Yapılacak işler →
1. Çıplak arama konulu metinde "Ardından Anayasa Mahkemesi" sözleriyle başlayıp "ama bunu öğrettik." sözleriyle biten bölümü hiç değiştirmeden kopyalayın.
2. Çıplak arama konulu metne göre şu ifadelerin doğru olup olmadığını belirtin ve her biri için evet ya da hayır deyip metindeki belirleyici sözleri aynen alıntılayın: (a) Konuşmacı ve arkadaşları, İçişleri Bakanı Süleyman Soylu hakkında tazminat davası açtı. (b) Anayasa Mahkemesi ihlal kararını 14'e 1 verdi. (c) Mücella Yapıcı'nın polisler hakkında açtığı işkence davası sonuçlandı.
3. Çıplak arama konulu metinde "Ardından Anayasa Mahkemesi hakkı teslim etti" diye başlayan paragrafı, ana bilgilerini koruyarak madde listesi hâlinde kısaltın.

İncelenecek metin →
- - - - - - -
Gergerlioğlu şu ifadeleri kullandı: 

"Aradan bir yıl geçti ve çıplak arama yönetmeliğinde bir kelime değişikliği yapıldı. Biz, o zaman da söylüyorduk "Çıplak arama var, yönetmelikte var, inkâr etmeyin." diyorduk. İşte, bakın, yönetmelikte "çıplak" kelimesi yerine "detaylı" kelimesi getirildi. Yani dün inkâr ettiklerini bugün kabul ettiler. Niye inkâr ediyordunuz? Biz mücadelemize devam ettik, hakkımızda İçişleri Bakanı Süleyman Soylu her türlü hakaret, küfür, tehdit, iftirayla beyanlarda bulundu. Ardından biz, kendisi hakkında dava açtık, tazminat davası, suç duyurularında bulunduk ve her ne hikmetse Yargıtayda hemen cezamız onandı. Zaten Yargıtay Cumhuriyet Başsavcılığı da, Mehmet Akarca, hızla, bir ay içinde cezaya onanma istemişti ve taltif edilip Yargıtay Başkanı yapılmıştı ve onun döneminde cezamız onanmıştı. Hızlıca bir şeyler çevriliyordu ve ardından -hepiniz biliyorsunuz- burada hak ihlallerini gündeme getirdiğimiz için, çıplak arama olayını gündeme getirdiğimiz için bir usulsüzlük, hukuksuzlukla vekilliğimiz düşürüldü; bir komedi yaşandı ve cezaevine atıldık.

"Anayasa Mahkemesi hakkımda 15'e 0 ihlal kararı verdi!"

Ardından Anayasa Mahkemesi hakkı teslim etti, bütün bu hukuk komedisine bir son verdi ve 15'e 0 karar verdi. Bu arada, tüm Türkiye kamuoyu çıplak aramanın var olduğunu çok iyi bir şekilde öğrendi. İktidar istediği kadar reddetsin, tüm kamuoyuna bunu öğrettik. Evet, birtakım bedeller ödedik ama bunu öğrettik.

Çıplak aramayı gözyaşlarıyla anlatan kadınlara karşı sözümüz var, utanç içinde bunu anlatan erkeklere karşı sözümüz var.  Bize "Geri adım at." diyenlere karşı biz "Bize, o çıplak aramayı göz yaşlarıyla anlatan kadınlara karşı sözümüz var, utanç içinde bunu anlatan erkeklere karşı sözümüz var. Biz bu meselede hakkı ortaya çıkarmaktan geri adım atmayız." dedik. Ve bir gündem oldu işte, Mücella Yapıcı, Gezi direnişinde, sekiz yıl dört ay aradan sonra, çıplak arama konusunda 3 polisi üç yıldan on iki yıla kadar Türk Ceza Kanunu'ndaki işkence maddesiyle mahkemeye verdi. Sekiz yıl dört aylık bir direnme sonrasında polisler hakkında işkenceden dava açıldı, sürüyor; umarım sonu gelir.
- - - - - - -
Veri kümesi satırları
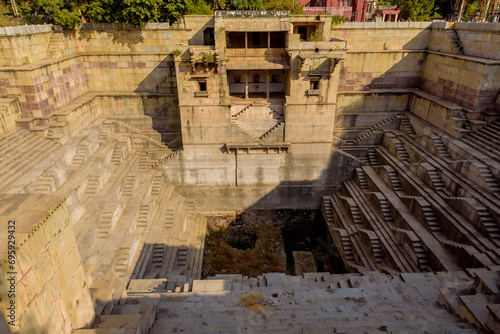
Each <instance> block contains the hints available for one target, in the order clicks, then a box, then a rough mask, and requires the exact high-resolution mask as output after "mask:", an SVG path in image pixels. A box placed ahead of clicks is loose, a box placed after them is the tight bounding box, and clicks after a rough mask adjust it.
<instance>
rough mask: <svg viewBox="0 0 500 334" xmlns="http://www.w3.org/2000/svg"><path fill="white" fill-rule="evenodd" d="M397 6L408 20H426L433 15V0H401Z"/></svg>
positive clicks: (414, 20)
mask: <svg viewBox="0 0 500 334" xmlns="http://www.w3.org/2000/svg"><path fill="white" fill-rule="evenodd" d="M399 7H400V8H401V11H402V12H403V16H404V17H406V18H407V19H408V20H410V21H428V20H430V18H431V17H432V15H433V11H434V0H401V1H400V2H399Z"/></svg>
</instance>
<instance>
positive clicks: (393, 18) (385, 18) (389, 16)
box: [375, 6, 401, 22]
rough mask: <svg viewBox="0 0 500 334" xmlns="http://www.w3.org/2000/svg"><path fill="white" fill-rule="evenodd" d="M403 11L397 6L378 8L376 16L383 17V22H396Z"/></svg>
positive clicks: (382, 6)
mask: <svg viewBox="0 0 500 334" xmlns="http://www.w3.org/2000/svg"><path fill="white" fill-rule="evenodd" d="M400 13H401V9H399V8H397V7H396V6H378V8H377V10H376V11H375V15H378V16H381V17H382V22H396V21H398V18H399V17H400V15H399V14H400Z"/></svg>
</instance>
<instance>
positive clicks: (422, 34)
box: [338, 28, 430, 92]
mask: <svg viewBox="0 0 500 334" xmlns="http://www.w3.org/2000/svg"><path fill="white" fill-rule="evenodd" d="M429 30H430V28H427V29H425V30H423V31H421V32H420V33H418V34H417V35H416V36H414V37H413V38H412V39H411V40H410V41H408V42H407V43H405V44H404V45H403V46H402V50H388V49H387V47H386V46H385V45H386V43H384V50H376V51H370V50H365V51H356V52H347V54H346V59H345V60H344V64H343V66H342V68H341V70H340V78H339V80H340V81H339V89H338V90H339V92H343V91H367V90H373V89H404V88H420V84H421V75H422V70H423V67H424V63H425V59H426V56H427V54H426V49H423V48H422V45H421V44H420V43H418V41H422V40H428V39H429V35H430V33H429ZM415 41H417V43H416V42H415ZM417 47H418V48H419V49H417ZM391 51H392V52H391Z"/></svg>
- - - - - - -
Çözülmüş görevler →
1.
Ardından Anayasa Mahkemesi hakkı teslim etti, bütün bu hukuk komedisine bir son verdi ve 15'e 0 karar verdi. Bu arada, tüm Türkiye kamuoyu çıplak aramanın var olduğunu çok iyi bir şekilde öğrendi. İktidar istediği kadar reddetsin, tüm kamuoyuna bunu öğrettik. Evet, birtakım bedeller ödedik ama bunu öğrettik.

2.
(a) Evet: "kendisi hakkında dava açtık, tazminat davası, suç duyurularında bulunduk"
(b) Hayır: "15'e 0 karar verdi"
(c) Hayır: "polisler hakkında işkenceden dava açıldı, sürüyor"

3.
- Anayasa Mahkemesi hakkı teslim etti, hukuk komedisine son verdi ve 15'e 0 karar verdi.
- Bu süreçte Türkiye kamuoyu çıplak aramanın var olduğunu öğrendi.
- İktidar reddetse de bu kamuoyuna öğretildi; bunun için birtakım bedeller ödendi.